--- EXCERPT ---
- - -

Source: www.express.co.uk
Author: Elaine McLaren

“Nobody particularly enjoys visits to the dentist and I’m no exception, but I’ve always looked after my teeth and have never missed a six-month check. So that day back in May 2009, I wasn’t expecting there to be any problems. I hadn’t been in any pain or discomfort, so I was surprised when the dentist voiced his concern.

‘There’s a white patch on the side of your tongue,’ he told me through his mask. ‘It’s probably nothing but you should get it checked out by your GP, just to be on the safe side.’

Examination over, I sat up in the chair as he explained what he thought it could be – a condition called leukoplakia, which was harmless in its mild form and often disappeared without the need for treatment.

So when, a few days later, I was sitting opposite my GP, I was shocked to hear the condition was closely linked to mouth cancer.

My heart sank at the mere mention of the word. Just seven years earlier, I’d lost my dad to lung cancer.

My thoughts immediately turned to my own children, Grace, who was then only eight, and Daniel, five, and whether they’d have to go through the same trauma as I had with Dad.

As quickly as the notion had entered my head, I brushed it aside. I was only 38 then, I didn’t smoke or drink heavily and I ate healthily. Nothing made me a high risk.

But that still didn’t stop my heart pounding as I sat in the hospital waiting to see the consultant a few weeks later. Opening my mouth wide once again, I steeled myself for the worst possible news.

When he told me I had nothing to worry about, I could have cried with relief.

But its habit of developing into something far more sinister meant that wasn’t the end. I was sent for a biopsy to check for irregular cells and continued to see the consultant for check-ups, then discharged 18 months later. I could finally start to relax and believe it was over.

My dentist wasn’t quite so laid-back. As an expert in mouth cancer, he kept a close eye on it, taking photographs every time I saw him to make sure he could track the changes. It became a routine part of my visits and something I barely even thought about, until five years later I started to notice a difference myself.

All of a sudden, the patch started to rub against my teeth, whereas I’d never noticed it before. It started to get red and aggravated and every time I ate spicy foods, an agonising, searing pain would shoot through my tongue.

As luck would have it, I already had an appointment with my dentist booked, so I decided to see him before doing anything else. I was hoping he would tell me it was nothing, but in my heart I knew that wasn’t the case. Sure enough, he took one look at it and recommended I went back to see the GP.

Just weeks later, I was once again sitting in the familiar surroundings of the consultant’s office. I knew from his straight-faced, stilted reaction – so different to the casual reassurance I’d had before – that it was much more serious.

- - -

--- SOURCE DATA ---
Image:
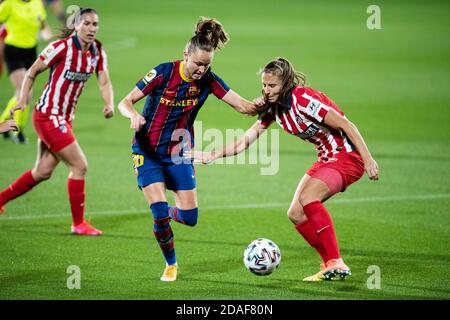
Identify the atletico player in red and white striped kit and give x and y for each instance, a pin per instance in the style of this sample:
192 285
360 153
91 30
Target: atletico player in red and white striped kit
343 156
72 61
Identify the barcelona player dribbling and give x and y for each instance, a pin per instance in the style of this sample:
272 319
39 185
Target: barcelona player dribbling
342 156
175 93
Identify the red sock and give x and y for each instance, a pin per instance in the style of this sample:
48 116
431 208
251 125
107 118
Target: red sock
307 230
23 184
76 198
321 220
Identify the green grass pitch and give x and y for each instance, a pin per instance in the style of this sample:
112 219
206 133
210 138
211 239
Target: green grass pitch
393 83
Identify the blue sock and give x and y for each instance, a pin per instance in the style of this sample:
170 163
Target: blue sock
163 231
187 217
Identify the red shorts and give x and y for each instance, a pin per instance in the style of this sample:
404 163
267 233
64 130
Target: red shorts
53 130
338 174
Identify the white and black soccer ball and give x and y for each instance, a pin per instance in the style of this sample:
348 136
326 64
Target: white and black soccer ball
262 257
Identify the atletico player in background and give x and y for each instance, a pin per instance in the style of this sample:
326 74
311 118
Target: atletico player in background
24 20
342 156
175 93
2 45
72 61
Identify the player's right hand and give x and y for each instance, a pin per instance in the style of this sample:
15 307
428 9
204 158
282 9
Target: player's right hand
137 121
8 125
19 106
199 156
259 102
372 169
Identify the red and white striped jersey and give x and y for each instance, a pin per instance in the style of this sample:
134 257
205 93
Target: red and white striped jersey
304 119
70 68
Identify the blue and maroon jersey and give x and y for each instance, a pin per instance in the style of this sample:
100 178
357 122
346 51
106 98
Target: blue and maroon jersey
173 103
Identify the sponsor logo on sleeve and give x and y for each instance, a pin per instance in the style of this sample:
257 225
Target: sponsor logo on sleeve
48 51
149 77
313 107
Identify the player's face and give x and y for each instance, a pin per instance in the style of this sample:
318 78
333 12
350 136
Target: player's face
272 86
197 63
88 27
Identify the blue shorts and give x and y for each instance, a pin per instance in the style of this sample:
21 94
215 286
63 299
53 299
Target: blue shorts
151 169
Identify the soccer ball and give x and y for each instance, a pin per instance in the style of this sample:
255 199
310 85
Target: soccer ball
262 257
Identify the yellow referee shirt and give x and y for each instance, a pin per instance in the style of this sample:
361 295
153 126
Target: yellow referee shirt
23 21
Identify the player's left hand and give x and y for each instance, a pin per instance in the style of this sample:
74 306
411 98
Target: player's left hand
108 111
372 170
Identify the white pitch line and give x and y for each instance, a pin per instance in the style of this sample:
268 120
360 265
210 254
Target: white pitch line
237 206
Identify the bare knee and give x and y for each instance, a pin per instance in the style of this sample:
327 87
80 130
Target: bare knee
296 215
307 197
41 174
78 171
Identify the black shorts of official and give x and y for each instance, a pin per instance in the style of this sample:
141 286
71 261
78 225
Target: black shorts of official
18 58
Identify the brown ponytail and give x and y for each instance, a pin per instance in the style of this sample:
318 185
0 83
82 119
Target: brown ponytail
209 36
290 78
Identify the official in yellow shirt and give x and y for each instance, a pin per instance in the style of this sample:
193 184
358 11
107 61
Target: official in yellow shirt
24 19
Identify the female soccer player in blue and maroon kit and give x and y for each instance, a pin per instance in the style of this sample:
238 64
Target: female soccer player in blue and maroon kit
175 93
342 156
72 60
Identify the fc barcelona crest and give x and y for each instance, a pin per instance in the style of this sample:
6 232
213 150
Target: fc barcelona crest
192 91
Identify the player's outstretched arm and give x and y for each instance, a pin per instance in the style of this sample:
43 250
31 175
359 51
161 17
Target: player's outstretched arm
127 110
238 146
240 104
337 121
36 68
107 92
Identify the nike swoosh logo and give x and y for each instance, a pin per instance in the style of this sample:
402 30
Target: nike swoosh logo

- - -

--- WORK TASK 1 ---
Rewrite the part of the leukoplakia account starting at "All of a sudden, the" and ending at "see the GP.", substituting "acidic foods" for "spicy foods".
--- WORK TASK 2 ---
In the leukoplakia account, how old was Grace in May 2009?

--- ANSWER 1 ---
All of a sudden, the patch started to rub against my teeth, whereas I’d never noticed it before. It started to get red and aggravated and every time I ate acidic foods, an agonising, searing pain would shoot through my tongue.

As luck would have it, I already had an appointment with my dentist booked, so I decided to see him before doing anything else. I was hoping he would tell me it was nothing, but in my heart I knew that wasn’t the case. Sure enough, he took one look at it and recommended I went back to see the GP.

--- ANSWER 2 ---
Grace was eight years old.